WORK REQUIRED
Please quote all of the records below, reproducing every line without any change.

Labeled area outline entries
— Begin —

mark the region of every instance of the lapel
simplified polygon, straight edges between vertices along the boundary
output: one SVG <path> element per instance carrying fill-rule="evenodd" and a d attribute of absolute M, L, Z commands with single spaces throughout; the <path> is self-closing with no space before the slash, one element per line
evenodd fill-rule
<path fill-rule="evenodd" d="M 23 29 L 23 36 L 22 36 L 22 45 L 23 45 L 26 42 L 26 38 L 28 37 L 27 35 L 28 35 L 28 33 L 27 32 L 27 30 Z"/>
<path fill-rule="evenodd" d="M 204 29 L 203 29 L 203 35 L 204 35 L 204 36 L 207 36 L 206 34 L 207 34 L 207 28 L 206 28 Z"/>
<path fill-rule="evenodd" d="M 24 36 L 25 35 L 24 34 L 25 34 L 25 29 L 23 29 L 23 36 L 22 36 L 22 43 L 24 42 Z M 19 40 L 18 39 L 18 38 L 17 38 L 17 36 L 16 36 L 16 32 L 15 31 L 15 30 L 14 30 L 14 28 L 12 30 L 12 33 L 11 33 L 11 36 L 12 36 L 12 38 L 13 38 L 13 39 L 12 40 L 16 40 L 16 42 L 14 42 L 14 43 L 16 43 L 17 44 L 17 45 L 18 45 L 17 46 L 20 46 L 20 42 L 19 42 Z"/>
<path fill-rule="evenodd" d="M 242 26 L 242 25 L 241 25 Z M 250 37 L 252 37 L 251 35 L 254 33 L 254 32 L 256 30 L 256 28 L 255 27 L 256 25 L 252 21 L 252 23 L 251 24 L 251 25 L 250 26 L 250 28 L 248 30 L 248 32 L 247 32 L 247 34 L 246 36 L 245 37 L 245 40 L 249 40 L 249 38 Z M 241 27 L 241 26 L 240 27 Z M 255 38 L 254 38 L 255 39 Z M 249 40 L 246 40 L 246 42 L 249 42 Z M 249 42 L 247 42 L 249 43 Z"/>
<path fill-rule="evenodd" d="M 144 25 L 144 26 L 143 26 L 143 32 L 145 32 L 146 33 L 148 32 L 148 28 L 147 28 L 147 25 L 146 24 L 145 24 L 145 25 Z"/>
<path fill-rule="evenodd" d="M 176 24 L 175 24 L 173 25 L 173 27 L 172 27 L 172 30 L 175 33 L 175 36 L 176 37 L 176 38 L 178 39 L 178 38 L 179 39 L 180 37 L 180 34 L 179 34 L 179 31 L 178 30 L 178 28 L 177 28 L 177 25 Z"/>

— End —

OUTPUT OF THE EXERCISE
mark the region of every instance of the lapel
simplified polygon, straight edges between vertices along the boundary
output: one SVG <path> element per instance carrying fill-rule="evenodd" and a d attribute of absolute M, L, Z commands with single spaces throughout; the <path> is self-closing with no space before the slash, one element per line
evenodd fill-rule
<path fill-rule="evenodd" d="M 23 29 L 23 36 L 22 36 L 22 45 L 23 45 L 26 42 L 26 38 L 28 37 L 27 35 L 28 35 L 28 33 L 27 32 L 27 30 Z"/>
<path fill-rule="evenodd" d="M 204 29 L 203 29 L 203 35 L 204 35 L 204 36 L 207 36 L 206 34 L 207 34 L 207 28 L 206 28 Z"/>
<path fill-rule="evenodd" d="M 24 36 L 25 35 L 24 34 L 25 34 L 25 29 L 23 29 L 23 36 L 22 36 L 22 43 L 24 42 Z M 19 40 L 18 39 L 18 38 L 17 38 L 17 36 L 16 36 L 16 32 L 15 31 L 15 30 L 14 30 L 14 28 L 12 30 L 12 33 L 11 33 L 11 36 L 12 36 L 12 38 L 13 38 L 13 39 L 12 40 L 16 40 L 16 42 L 14 42 L 14 43 L 16 43 L 17 44 L 17 45 L 18 45 L 17 46 L 20 46 L 20 42 L 19 42 Z"/>
<path fill-rule="evenodd" d="M 242 26 L 242 25 L 241 25 Z M 250 37 L 252 37 L 251 35 L 254 33 L 254 32 L 256 30 L 256 28 L 255 27 L 256 25 L 252 21 L 252 23 L 251 24 L 251 25 L 250 26 L 250 28 L 248 30 L 248 32 L 247 32 L 247 34 L 246 36 L 245 37 L 245 40 L 249 40 L 249 38 Z M 241 27 L 241 26 L 240 27 Z M 255 38 L 254 38 L 255 39 Z M 249 40 L 246 40 L 246 42 L 249 42 Z M 249 42 L 247 42 L 249 43 Z"/>
<path fill-rule="evenodd" d="M 144 25 L 144 26 L 143 26 L 143 32 L 145 32 L 146 33 L 148 32 L 148 28 L 147 28 L 147 25 L 146 24 L 145 24 L 145 25 Z"/>
<path fill-rule="evenodd" d="M 176 24 L 175 24 L 173 25 L 173 27 L 172 27 L 172 30 L 175 33 L 175 36 L 176 37 L 176 38 L 178 39 L 178 38 L 179 39 L 180 37 L 180 34 L 179 34 L 179 31 L 178 30 L 178 28 L 177 28 L 177 25 Z"/>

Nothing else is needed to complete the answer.